- Consigne 1
Repérez, parmi les lignes ci-dessous, toutes celles qui contiennent la chaîne « decoration », puis recopiez-les.

- Bloc de texte
(Neuf heures trente-deux minutes)
M.
Turcotte
:
Donc, on tenait à faire un point de presse aujourd'hui, avant l'interpellation
que je ferai au ministre de l'Emploi et de la Solidarité sociale, dans quelques
minutes au salon bleu, sur la question des carrefours jeunesse-emploi, parce
que le ministre a annoncé une modification majeure dans la mission des
carrefours jeunesse-emploi, qui fait en sorte qu'on a deux jeunes qui sont ici
avec moi : Myriam Croussette et Kevin Lacasse.
Donc, Myriam a eu des services du carrefour
jeunesse-emploi, et Kevin a des services, à l'heure actuelle, du carrefour
jeunesse-emploi, rt c'est deux exemples de jeunes qui, avec la réforme proposée
par le ministre, n'auraient pu accès ou n'auraient pas eu accès aux services
des carrefours jeunesse-emploi du Québec. Il faut savoir actuellement qu'il y a
60 000 jeunes par année qui sont aidés par les carrefours jeunesse-emploi.
Avec la réforme, c'est 40 000 jeunes sur les 60 000 qui seront mis de
côté.
Ironie du sort, l'ancien premier ministre
du Québec, le premier ministre Jean Charest, se disait fan numéro un des carrefours
jeunesse-emploi. Il aurait aimé être celui qui crée les carrefours
jeunesse-emploi, il aurait aimé que ça soit son parti politique qui crée les
carrefours jeunesse-emploi. C'est encore une autre ironie du sort, c'est son
parti politique, à l'heure actuelle, qui veut mettre fin à la mission, à
l'originalité, à la particularité des carrefours jeunesse-emploi, qui font leur
force, qui amènent les résultats qu'on connaît, quand on voit que finalement le
coût des carrefours jeunesse-emploi n'est pas un coût, c'est plutôt un
investissement… ça rapporte plus à l'économie québécoise puis à l'État québécois
d'avoir les carrefours jeunesse-emploi que de ne pas avoir les carrefours
jeunesse-emploi.

- Consigne 2
Transcrivez mot pour mot le passage du point de presse ci-dessus en commençant à « Donc, Myriam a » et en terminant à « les carrefours jeunesse-emploi. ».

- Jeu de données
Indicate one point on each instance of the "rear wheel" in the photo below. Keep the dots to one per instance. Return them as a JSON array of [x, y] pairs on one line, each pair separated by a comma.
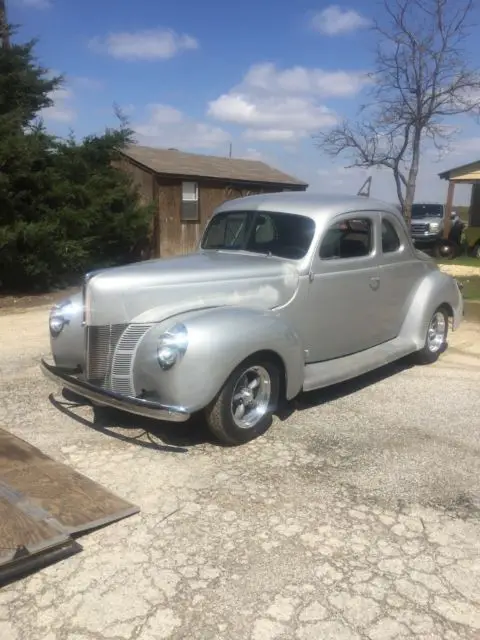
--
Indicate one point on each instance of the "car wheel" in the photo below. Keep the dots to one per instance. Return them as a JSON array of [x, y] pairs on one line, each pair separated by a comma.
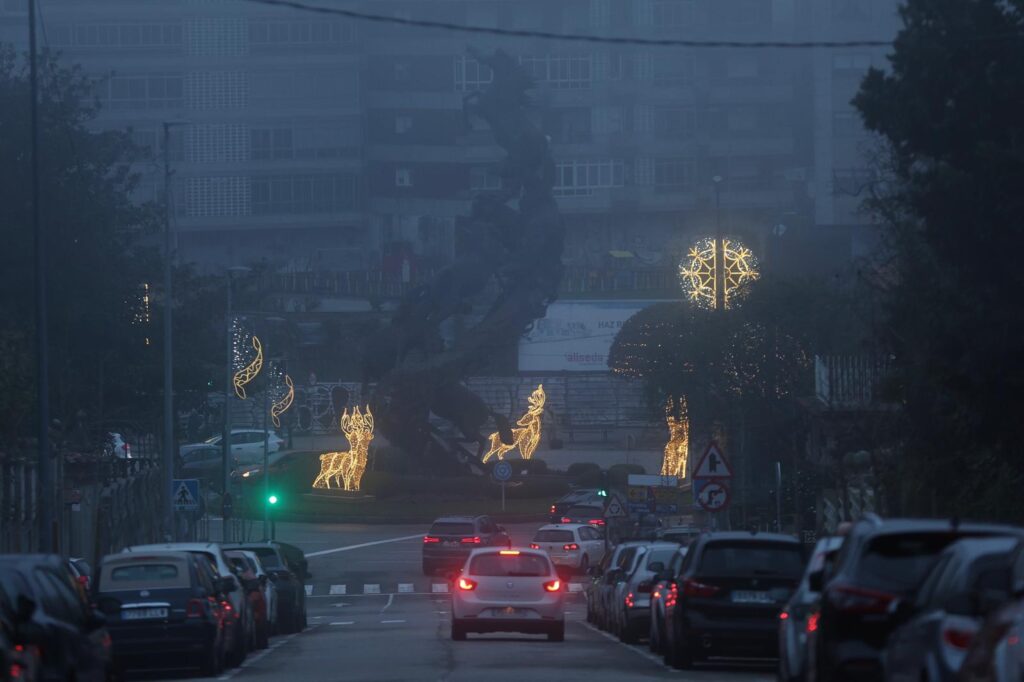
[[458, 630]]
---
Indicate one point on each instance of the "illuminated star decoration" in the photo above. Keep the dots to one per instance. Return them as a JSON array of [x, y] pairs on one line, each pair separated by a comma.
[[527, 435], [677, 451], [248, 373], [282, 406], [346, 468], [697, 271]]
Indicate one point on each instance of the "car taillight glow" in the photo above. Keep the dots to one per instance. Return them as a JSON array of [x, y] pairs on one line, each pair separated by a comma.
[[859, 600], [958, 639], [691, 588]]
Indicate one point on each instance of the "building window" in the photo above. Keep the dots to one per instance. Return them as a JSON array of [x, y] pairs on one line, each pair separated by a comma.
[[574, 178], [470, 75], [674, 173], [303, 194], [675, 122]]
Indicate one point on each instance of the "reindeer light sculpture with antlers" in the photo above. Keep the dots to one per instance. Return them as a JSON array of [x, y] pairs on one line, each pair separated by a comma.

- Réponse 1
Indicate one point on each instance of the "illuminated star decoration" in the photo above. Keep the dots to one per instance. Return them as a JSON array of [x, y] pairs on one line, each pair separated by a comma.

- Réponse 2
Donc, Myriam a eu des services du carrefour
jeunesse-emploi, et Kevin a des services, à l'heure actuelle, du carrefour
jeunesse-emploi, rt c'est deux exemples de jeunes qui, avec la réforme proposée
par le ministre, n'auraient pu accès ou n'auraient pas eu accès aux services
des carrefours jeunesse-emploi du Québec. Il faut savoir actuellement qu'il y a
60 000 jeunes par année qui sont aidés par les carrefours jeunesse-emploi.